§ Goal
Repeat each entry word for word. Leave any images out of the copy.

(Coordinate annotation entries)
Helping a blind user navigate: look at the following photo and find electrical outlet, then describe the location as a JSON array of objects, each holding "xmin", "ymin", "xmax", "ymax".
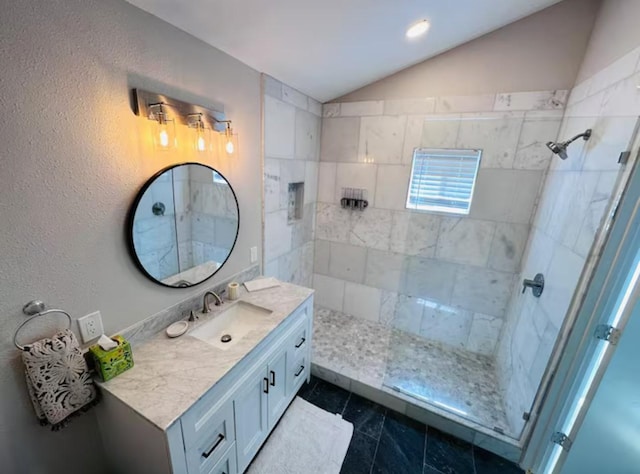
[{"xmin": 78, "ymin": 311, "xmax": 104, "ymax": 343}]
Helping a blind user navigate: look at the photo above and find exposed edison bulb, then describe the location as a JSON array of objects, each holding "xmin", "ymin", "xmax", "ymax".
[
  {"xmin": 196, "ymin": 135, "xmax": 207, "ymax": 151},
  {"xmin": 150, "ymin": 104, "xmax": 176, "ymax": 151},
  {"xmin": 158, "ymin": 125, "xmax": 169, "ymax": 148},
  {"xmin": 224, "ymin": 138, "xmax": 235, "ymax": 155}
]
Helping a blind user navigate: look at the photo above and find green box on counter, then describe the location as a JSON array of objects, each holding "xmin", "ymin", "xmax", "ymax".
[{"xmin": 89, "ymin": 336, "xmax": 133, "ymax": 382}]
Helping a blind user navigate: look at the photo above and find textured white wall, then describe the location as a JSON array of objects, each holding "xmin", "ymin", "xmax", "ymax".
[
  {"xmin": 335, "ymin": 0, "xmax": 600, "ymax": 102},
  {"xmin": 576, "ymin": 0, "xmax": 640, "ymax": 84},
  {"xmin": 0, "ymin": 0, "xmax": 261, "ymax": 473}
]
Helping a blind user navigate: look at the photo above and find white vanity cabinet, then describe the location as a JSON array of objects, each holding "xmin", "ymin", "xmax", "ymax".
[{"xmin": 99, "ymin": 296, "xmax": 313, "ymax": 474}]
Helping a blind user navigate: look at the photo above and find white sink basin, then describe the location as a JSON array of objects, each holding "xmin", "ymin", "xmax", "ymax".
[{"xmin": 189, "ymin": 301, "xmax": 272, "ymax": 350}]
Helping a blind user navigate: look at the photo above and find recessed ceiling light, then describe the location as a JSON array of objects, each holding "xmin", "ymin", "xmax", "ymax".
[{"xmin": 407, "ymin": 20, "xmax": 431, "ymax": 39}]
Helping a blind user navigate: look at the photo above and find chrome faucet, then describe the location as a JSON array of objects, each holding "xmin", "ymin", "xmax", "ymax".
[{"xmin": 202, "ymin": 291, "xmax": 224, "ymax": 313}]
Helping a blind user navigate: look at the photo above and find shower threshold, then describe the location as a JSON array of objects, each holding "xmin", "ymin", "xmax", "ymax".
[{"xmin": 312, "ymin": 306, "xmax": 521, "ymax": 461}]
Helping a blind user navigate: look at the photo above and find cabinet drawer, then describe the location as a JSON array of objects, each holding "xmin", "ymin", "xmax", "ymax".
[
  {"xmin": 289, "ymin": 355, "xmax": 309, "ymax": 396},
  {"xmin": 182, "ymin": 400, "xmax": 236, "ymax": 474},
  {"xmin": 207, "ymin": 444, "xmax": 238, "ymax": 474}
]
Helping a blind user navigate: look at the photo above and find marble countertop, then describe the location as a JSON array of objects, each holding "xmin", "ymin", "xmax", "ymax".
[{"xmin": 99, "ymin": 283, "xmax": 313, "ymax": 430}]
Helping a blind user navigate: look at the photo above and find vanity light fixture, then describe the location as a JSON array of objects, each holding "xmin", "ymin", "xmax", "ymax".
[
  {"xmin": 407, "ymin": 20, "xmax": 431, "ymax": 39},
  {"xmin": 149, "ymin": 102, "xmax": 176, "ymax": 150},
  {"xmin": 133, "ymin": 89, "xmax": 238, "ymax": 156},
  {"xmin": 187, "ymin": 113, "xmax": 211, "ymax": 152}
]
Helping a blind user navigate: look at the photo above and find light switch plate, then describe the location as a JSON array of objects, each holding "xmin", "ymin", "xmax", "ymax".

§ Output of the exercise
Helping a blind user navigate: look at the following photo and find electrical outlet, then describe the location as a JSON array of objects, each holding "xmin", "ymin", "xmax", "ymax".
[{"xmin": 78, "ymin": 311, "xmax": 104, "ymax": 343}]
Helping a blind user navigate: look at the photo above and find exposed edison bulb, then describe the location as a JSON array of objects, each holding "xmin", "ymin", "xmax", "ymax".
[
  {"xmin": 196, "ymin": 135, "xmax": 207, "ymax": 151},
  {"xmin": 150, "ymin": 104, "xmax": 176, "ymax": 151},
  {"xmin": 158, "ymin": 125, "xmax": 169, "ymax": 148},
  {"xmin": 224, "ymin": 138, "xmax": 235, "ymax": 155}
]
Helping a blind user navigate: look at the photo above and find green box on counter, then describe the location as a JSON array of objects, each holding "xmin", "ymin", "xmax", "ymax".
[{"xmin": 89, "ymin": 336, "xmax": 133, "ymax": 382}]
Helping a blind user navigate: look at the photo above and find textured white wall, then describe the location as a JSON array of objects, each holding "xmin", "ymin", "xmax", "ymax".
[
  {"xmin": 335, "ymin": 0, "xmax": 600, "ymax": 102},
  {"xmin": 576, "ymin": 0, "xmax": 640, "ymax": 84},
  {"xmin": 0, "ymin": 0, "xmax": 261, "ymax": 473}
]
Helping a blind user navigate: look at the photo above and find white vanity cabinet, then describe the location as a JSON array of objects, each holding "xmin", "ymin", "xmax", "ymax".
[{"xmin": 99, "ymin": 296, "xmax": 313, "ymax": 474}]
Helping a blind user navigate: look at the photo above and find white sink basin, then describe the location as a JSON array of objects, each holding "xmin", "ymin", "xmax", "ymax".
[{"xmin": 189, "ymin": 301, "xmax": 272, "ymax": 350}]
Helping a blind user navigate: look at the photo above and find recessed ceiling light, then describe the location as a JSON array of objects, each holding "xmin", "ymin", "xmax", "ymax".
[{"xmin": 407, "ymin": 20, "xmax": 431, "ymax": 39}]
Helping a blind user navigate: look at the photo above and find chrome faucet, then describe the location as a JSON array of objects, each holding "xmin", "ymin", "xmax", "ymax".
[{"xmin": 202, "ymin": 291, "xmax": 224, "ymax": 313}]
Helping a blind user navigate: look at the photo above and find shower threshold, then describe the location as a JSON array of objects, each holding "xmin", "ymin", "xmax", "ymax".
[{"xmin": 312, "ymin": 306, "xmax": 521, "ymax": 461}]
Helping a blind user navigate: look at the photo above and find cabinet drawer, then describe the location as a JSON array of objects, each holding "xmin", "ymin", "xmax", "ymax".
[
  {"xmin": 289, "ymin": 355, "xmax": 309, "ymax": 396},
  {"xmin": 182, "ymin": 400, "xmax": 236, "ymax": 474},
  {"xmin": 207, "ymin": 444, "xmax": 238, "ymax": 474}
]
Helping a blind user navigate: look at the photo above and find marble countertop, then describe the location as a JSON array of objects, each holding "xmin", "ymin", "xmax", "ymax".
[{"xmin": 99, "ymin": 283, "xmax": 313, "ymax": 430}]
Helping a blind user navigate: look at the photo above and find vanity light fixture, then describe the location as a JSON array of objects, each holding "xmin", "ymin", "xmax", "ymax".
[
  {"xmin": 407, "ymin": 20, "xmax": 431, "ymax": 39},
  {"xmin": 149, "ymin": 102, "xmax": 176, "ymax": 150},
  {"xmin": 133, "ymin": 89, "xmax": 238, "ymax": 156},
  {"xmin": 187, "ymin": 113, "xmax": 211, "ymax": 152}
]
Helping a blind user navigate: look at the photo above and find light switch plate, then describe the location as a JSON array of objects, each holding "xmin", "ymin", "xmax", "ymax".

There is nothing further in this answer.